(Beginning of Source material)

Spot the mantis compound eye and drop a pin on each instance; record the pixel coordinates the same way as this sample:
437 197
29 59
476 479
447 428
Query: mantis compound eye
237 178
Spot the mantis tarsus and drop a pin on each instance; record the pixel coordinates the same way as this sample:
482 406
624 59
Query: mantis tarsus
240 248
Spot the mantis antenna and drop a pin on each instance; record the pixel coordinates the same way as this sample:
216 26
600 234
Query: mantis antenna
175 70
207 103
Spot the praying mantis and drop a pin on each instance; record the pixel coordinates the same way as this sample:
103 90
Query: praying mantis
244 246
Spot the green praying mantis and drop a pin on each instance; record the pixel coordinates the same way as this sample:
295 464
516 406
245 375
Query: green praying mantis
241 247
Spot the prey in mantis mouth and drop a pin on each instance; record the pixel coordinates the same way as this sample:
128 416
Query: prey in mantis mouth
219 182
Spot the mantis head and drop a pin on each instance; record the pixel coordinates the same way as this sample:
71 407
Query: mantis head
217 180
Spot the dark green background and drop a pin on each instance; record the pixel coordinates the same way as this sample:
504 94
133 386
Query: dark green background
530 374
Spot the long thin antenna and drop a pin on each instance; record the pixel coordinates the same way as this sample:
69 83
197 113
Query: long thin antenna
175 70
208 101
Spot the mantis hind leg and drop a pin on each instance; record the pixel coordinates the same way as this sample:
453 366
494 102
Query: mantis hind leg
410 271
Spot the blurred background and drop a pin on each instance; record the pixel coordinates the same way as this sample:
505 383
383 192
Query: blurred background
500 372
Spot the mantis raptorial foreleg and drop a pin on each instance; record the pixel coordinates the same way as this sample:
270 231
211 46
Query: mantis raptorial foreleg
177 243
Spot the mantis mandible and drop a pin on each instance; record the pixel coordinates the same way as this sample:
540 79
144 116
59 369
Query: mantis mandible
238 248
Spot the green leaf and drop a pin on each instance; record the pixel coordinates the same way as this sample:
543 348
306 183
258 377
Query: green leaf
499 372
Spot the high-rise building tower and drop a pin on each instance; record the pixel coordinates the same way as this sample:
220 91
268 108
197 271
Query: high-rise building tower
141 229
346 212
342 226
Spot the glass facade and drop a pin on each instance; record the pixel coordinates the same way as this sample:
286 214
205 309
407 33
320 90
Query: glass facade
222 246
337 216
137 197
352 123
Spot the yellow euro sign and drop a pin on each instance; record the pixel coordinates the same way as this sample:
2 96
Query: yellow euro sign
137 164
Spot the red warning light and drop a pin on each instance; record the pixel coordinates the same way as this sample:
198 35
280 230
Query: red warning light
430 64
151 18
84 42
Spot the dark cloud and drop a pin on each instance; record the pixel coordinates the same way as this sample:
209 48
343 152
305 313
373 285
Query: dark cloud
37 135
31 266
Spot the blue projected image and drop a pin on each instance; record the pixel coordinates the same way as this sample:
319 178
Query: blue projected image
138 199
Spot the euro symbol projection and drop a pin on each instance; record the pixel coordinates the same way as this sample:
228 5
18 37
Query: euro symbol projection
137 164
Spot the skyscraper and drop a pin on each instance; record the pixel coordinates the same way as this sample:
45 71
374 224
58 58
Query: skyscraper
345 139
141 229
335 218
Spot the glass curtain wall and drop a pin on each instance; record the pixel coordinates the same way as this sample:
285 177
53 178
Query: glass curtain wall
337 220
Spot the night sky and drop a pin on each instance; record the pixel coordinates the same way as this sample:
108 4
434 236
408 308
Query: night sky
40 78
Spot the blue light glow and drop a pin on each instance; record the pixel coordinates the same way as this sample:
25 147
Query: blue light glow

(End of Source material)

Write out again, unchanged, every line from the line containing "Spot the skyscraper" to the final line of the material above.

Spot the skyscraper and drop a pin on each instance; record the pixel coordinates the same way as this sample:
45 71
374 224
58 58
Query: skyscraper
345 139
141 229
335 218
Spot the glass curtain wall and drop a pin on each instance; record the pixel coordinates the same way as this sample:
285 177
53 178
Query: glass curtain wall
337 220
Spot the night sky and drop a pin on each instance; record the pixel coordinates the same way as this sample:
108 4
434 236
408 308
Query: night sky
40 78
Spot the blue light glow and drop a pin on each instance; record the pixel coordinates the same way as this sample:
25 147
Query: blue light glow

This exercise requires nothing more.